• _Text_
____
In der Strafsache gegen Rudolf P*****, AZ 9 U 235/03a des Bezirksgerichtes Innsbruck, verletzt der Beschluss des Landesgerichtes Innsbruck vom 16. Jänner 2004, AZ II Bl 322/03, mit dem der Beschwerde der Staatsanwaltschaft Innsbruck gegen das Unterbleiben einer Entscheidung gemäß § 494a StPO anlässlich des Urteils des Bezirksgerichtes Innsbruck vom 25. Juni 2003 (ON 6) Folge gegeben, vom Widerruf der zum AZ 21 BE 68/00 des Landesgerichtes Innsbruck am 6. März 2000 gewährten bedingten Entlassung abgesehen und die diesbezügliche Probezeit auf fünf Jahre verlängert wurde, das Gesetz in der Bestimmung des § 56 StGB.

Dieser Beschluss sowie der im Urteil des Landesgerichtes Innsbruck vom 16. Jänner 2004, AZ II Bl 322/03, enthaltene Ausspruch, wonach dem Angeklagten gemäß § 390a Abs 1 StPO auch die Kosten des Rechtsmittelverfahrens zur Last fallen, werden aufgehoben und es wird der Beschwerde der Staatsanwaltschaft Innsbruck vom 18. Juli 2003, AZ 54 BAZ 246/03k, (ON 8) nicht Folge gegeben.
____
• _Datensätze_

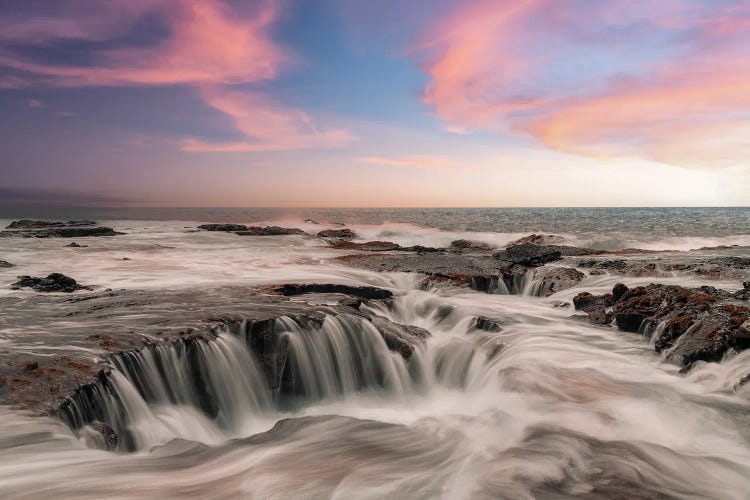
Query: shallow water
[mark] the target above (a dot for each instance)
(549, 407)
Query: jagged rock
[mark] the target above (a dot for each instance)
(61, 232)
(350, 302)
(365, 292)
(341, 234)
(691, 324)
(528, 254)
(55, 282)
(485, 324)
(555, 279)
(109, 438)
(223, 227)
(469, 246)
(400, 338)
(619, 290)
(369, 246)
(595, 306)
(42, 224)
(269, 231)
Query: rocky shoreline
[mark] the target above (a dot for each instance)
(686, 324)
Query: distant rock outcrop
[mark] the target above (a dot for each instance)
(690, 324)
(55, 282)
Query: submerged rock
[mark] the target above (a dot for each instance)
(42, 224)
(369, 246)
(469, 246)
(342, 234)
(485, 324)
(550, 280)
(269, 231)
(400, 338)
(223, 227)
(528, 254)
(690, 324)
(365, 292)
(61, 232)
(55, 282)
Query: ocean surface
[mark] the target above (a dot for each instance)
(547, 407)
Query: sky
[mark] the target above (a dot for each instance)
(328, 103)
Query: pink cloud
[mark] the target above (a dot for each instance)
(405, 161)
(207, 43)
(485, 61)
(267, 126)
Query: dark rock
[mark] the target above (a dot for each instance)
(595, 306)
(619, 290)
(223, 227)
(41, 224)
(61, 232)
(369, 246)
(342, 234)
(539, 239)
(550, 280)
(110, 439)
(629, 322)
(469, 245)
(54, 282)
(485, 324)
(691, 324)
(365, 292)
(269, 231)
(28, 367)
(350, 302)
(400, 338)
(528, 254)
(420, 249)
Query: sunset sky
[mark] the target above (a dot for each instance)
(375, 103)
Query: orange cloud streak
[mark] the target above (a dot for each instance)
(489, 56)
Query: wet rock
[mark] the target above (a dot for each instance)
(108, 437)
(341, 234)
(469, 246)
(595, 306)
(743, 294)
(28, 367)
(55, 282)
(223, 227)
(528, 254)
(400, 338)
(269, 231)
(350, 302)
(369, 246)
(550, 280)
(619, 290)
(61, 232)
(690, 324)
(485, 324)
(539, 239)
(42, 224)
(365, 292)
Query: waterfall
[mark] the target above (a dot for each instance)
(342, 356)
(209, 390)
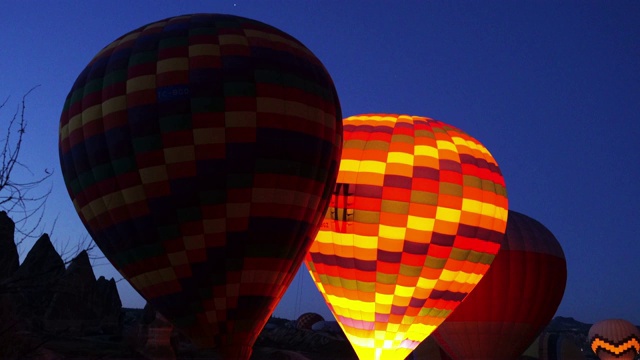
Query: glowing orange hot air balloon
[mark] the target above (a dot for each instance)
(416, 218)
(614, 339)
(200, 152)
(515, 299)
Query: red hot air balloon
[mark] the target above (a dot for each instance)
(416, 218)
(614, 339)
(513, 302)
(200, 152)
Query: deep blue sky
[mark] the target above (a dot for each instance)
(552, 89)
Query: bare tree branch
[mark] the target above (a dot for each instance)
(23, 200)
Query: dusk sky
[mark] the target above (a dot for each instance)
(552, 89)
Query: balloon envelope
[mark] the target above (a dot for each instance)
(614, 339)
(416, 218)
(200, 152)
(515, 299)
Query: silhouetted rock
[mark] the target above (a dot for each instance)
(82, 305)
(108, 300)
(42, 266)
(8, 251)
(34, 283)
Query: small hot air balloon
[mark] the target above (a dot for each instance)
(200, 152)
(515, 299)
(416, 218)
(614, 339)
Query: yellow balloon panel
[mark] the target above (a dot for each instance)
(416, 217)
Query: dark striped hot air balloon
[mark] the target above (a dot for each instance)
(515, 299)
(614, 339)
(200, 152)
(416, 218)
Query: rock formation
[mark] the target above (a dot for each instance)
(81, 305)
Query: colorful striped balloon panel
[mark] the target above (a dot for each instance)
(416, 218)
(200, 152)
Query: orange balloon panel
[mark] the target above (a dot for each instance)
(416, 218)
(614, 339)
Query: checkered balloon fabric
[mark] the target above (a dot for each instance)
(200, 152)
(416, 218)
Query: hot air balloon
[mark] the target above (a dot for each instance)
(416, 218)
(614, 339)
(200, 152)
(515, 299)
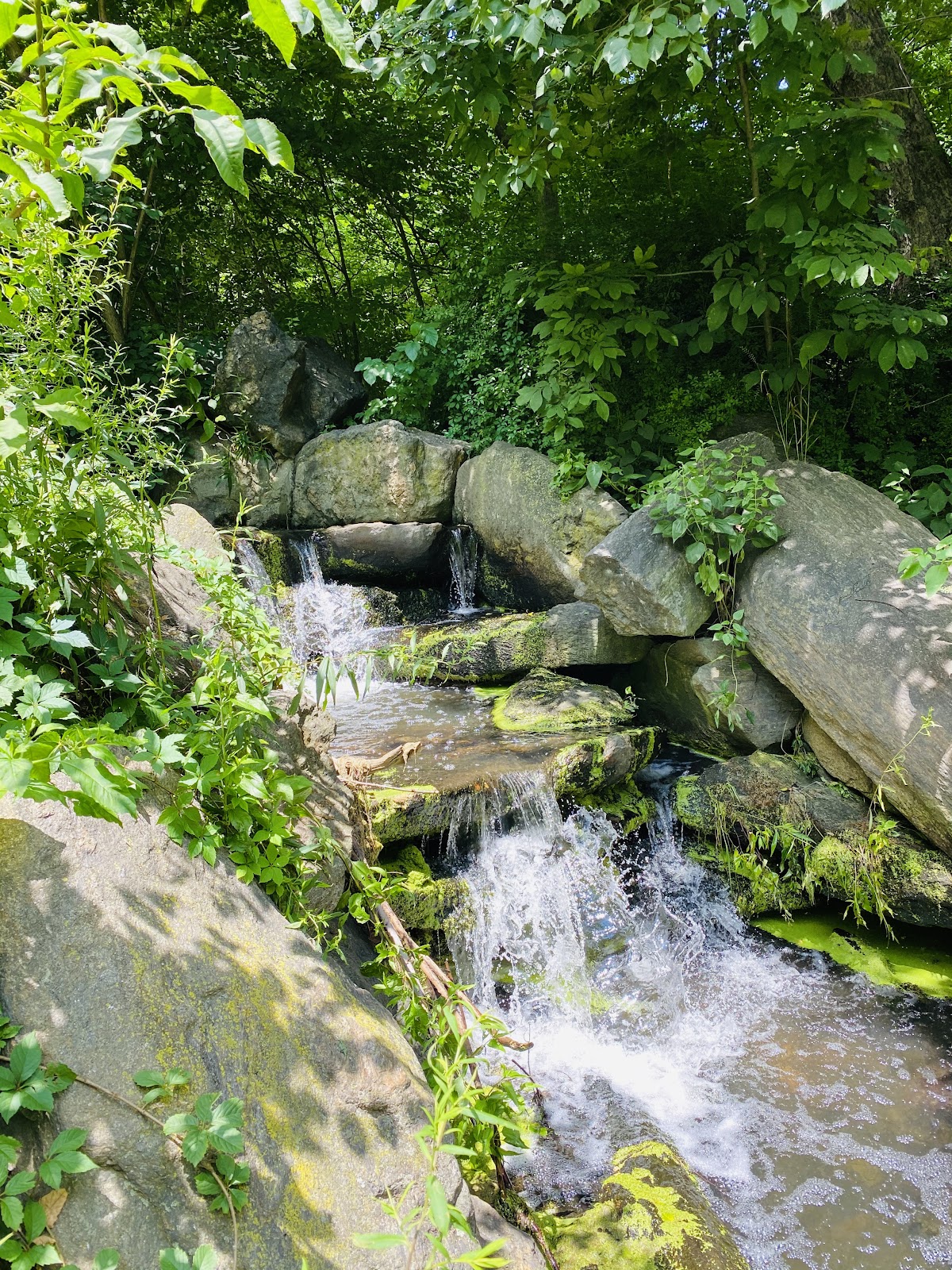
____
• _Zu erledigende Aufgabe_
Beantworte anhand des Textes:
1. Auf wie viele Jahre wurde die Probezeit verlängert?
2. An welchem Datum wurde die bedingte Entlassung zum AZ 21 BE 68/00 gewährt?
3. Von welchem Datum ist die Beschwerde der Staatsanwaltschaft Innsbruck, der nicht Folge gegeben wird?

• _Antwortfeld_
1. Auf fünf Jahre.
2. Am 6. März 2000.
3. Vom 18. Juli 2003.